+++ Data under study

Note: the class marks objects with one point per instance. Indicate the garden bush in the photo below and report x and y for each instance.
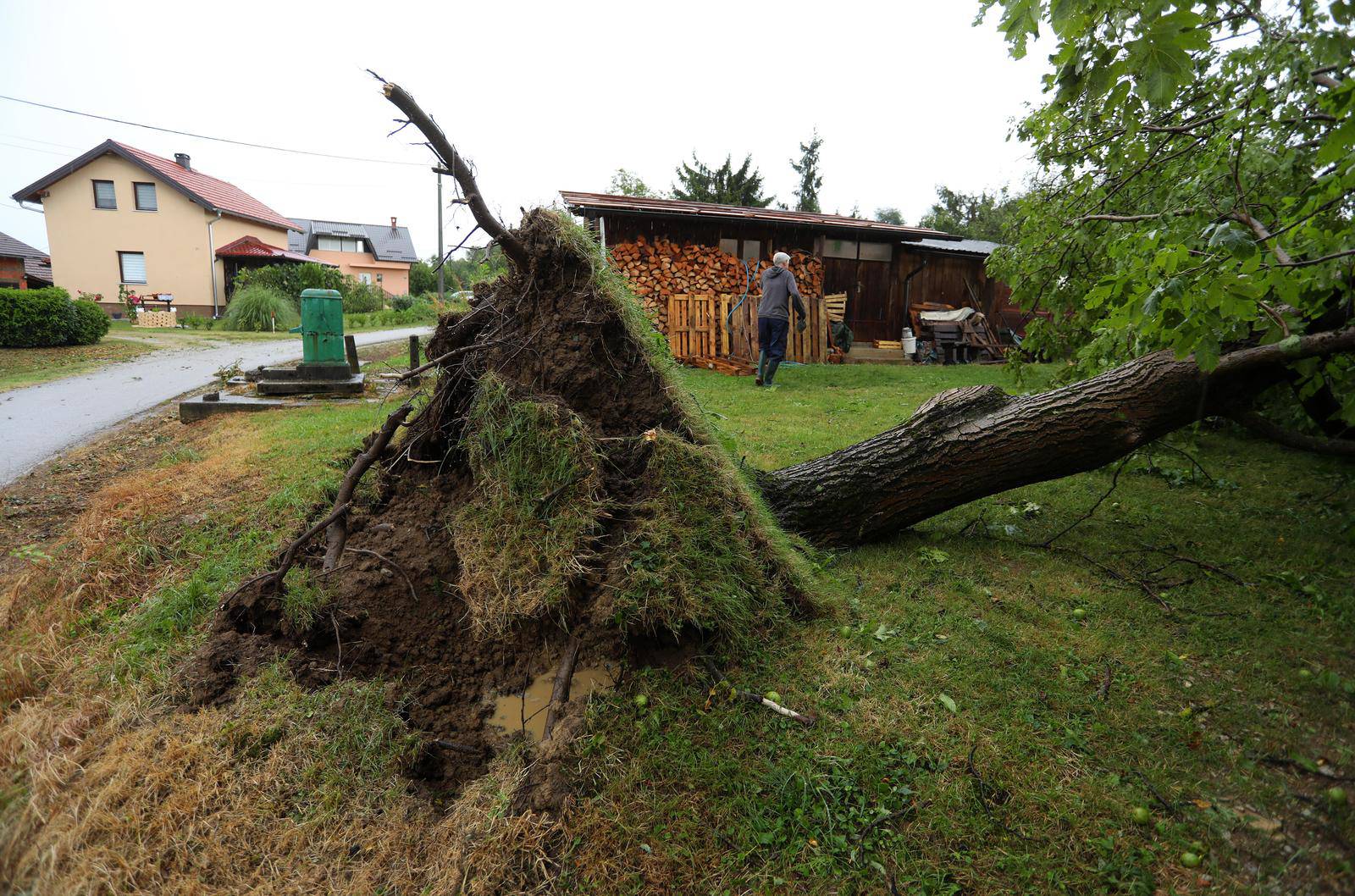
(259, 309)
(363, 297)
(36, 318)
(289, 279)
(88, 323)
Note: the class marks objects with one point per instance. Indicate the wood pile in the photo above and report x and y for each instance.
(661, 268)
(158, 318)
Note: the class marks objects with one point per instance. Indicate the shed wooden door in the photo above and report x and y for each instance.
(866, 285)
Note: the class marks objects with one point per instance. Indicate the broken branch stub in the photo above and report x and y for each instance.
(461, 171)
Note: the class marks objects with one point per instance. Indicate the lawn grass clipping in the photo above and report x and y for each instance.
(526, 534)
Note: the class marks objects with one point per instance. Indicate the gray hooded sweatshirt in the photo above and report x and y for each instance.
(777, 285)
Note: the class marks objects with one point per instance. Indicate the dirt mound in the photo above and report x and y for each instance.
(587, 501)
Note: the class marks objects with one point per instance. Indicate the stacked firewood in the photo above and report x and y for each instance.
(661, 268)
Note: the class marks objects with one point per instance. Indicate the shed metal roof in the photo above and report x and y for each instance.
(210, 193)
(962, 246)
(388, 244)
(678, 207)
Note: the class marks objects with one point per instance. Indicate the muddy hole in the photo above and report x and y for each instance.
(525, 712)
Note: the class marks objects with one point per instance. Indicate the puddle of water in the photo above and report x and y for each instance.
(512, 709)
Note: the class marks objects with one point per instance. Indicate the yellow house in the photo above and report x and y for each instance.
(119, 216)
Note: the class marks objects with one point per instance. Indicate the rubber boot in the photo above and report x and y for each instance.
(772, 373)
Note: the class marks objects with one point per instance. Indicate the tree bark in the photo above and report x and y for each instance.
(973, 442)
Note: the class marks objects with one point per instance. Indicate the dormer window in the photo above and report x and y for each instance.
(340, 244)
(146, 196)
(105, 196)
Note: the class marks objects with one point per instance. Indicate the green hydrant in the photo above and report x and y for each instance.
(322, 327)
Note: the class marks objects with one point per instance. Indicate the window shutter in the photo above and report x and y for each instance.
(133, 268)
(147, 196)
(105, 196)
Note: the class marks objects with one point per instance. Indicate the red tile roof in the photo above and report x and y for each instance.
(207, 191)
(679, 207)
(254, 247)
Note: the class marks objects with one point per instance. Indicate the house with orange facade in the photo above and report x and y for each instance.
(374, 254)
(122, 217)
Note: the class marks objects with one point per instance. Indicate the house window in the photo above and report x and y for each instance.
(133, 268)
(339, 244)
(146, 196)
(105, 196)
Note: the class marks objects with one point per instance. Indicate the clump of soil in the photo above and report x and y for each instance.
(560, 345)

++++++

The material is to be written out word for word, and the pictures are to be left out.

## Expected output
Note: the class marks objects with one point per instance. Indicate the garden bush in the photo below and report x and y for each instance.
(259, 309)
(363, 297)
(36, 318)
(289, 279)
(88, 323)
Note: the class marks objects with one point per instance. Indicate the wood pile in the photo above and report x and y for each instance.
(661, 268)
(158, 318)
Note: the class marks objects with one point per instance. Indicate the shed wooden door in the photo above and report x and y for each instance.
(866, 285)
Note: the class marks objects with one point per instance. Indicate the broken branch stub in the photo above and report x and y for each instance.
(461, 171)
Note: the class marks objects with one point per instance. Indicate the lawn grass clipping in the photo above and report x and y for each instance.
(526, 534)
Note: the class marks objects with one point per instance. Indicate the gray hooded sweatshirt in the photo above and report x and y for each instance.
(777, 285)
Note: the class marks objects with one point per instance. Indicate the dirt mound in the photo above and report x and y for each instance.
(587, 501)
Note: the class marks objects with one point per instance. Indicate the stacked firewood in the photo above and report x and y for each instance.
(661, 268)
Note: the class marks objects with one point per instance. Indicate the shed metal roof in the photo above and report x and y for each instance.
(210, 193)
(962, 246)
(388, 244)
(678, 207)
Note: the class marks objects with one point per instance. Indicate the muddy hole in the photo above and report x and y for each instance.
(525, 712)
Note: the class marks objects with one point per instance. Indicate the puddle of water in the photo above and report x and y for each instance.
(512, 709)
Note: the class marks objects with one point per instance. Indicate the yellow house in the photo above and report x and y for each instance.
(119, 216)
Note: the class marks objects with one point per instance. Indicate the rubber boot in the photo above and report x and y for each instance.
(772, 373)
Note: the class marks objects with one point per instance. Indicate the tree bark in the photo above and report x and y for each instance.
(973, 442)
Note: the class marks objects with one point per instance. Indicate the dormer window in the photo above and report x and y for each instance.
(340, 244)
(146, 196)
(105, 196)
Note: the class marks objects with one point per instance. Indicate the green hydrant in the photo above and report x and y for each instance.
(322, 327)
Note: the class marks objects with one point per instance. Indicate the window shutter in the photo above and report x and y for each instance.
(133, 268)
(147, 196)
(105, 196)
Note: the class marks objects with one point per instance. Indicate the red tile roof in the photo above and report x and y for each instance.
(207, 191)
(679, 207)
(254, 247)
Note: the class marks objects with one point per instance. Indicate the house with orange facade in the photo above and report x and y for each instance.
(374, 254)
(122, 217)
Note: the class marks objects with one point per instance. Indicate the house window in the photo above and report x and y for each instance.
(133, 268)
(339, 244)
(146, 196)
(105, 196)
Note: the class marks objects with one point per instance. Indicate the clump of soil in the photo above and report x and y for each instance.
(560, 345)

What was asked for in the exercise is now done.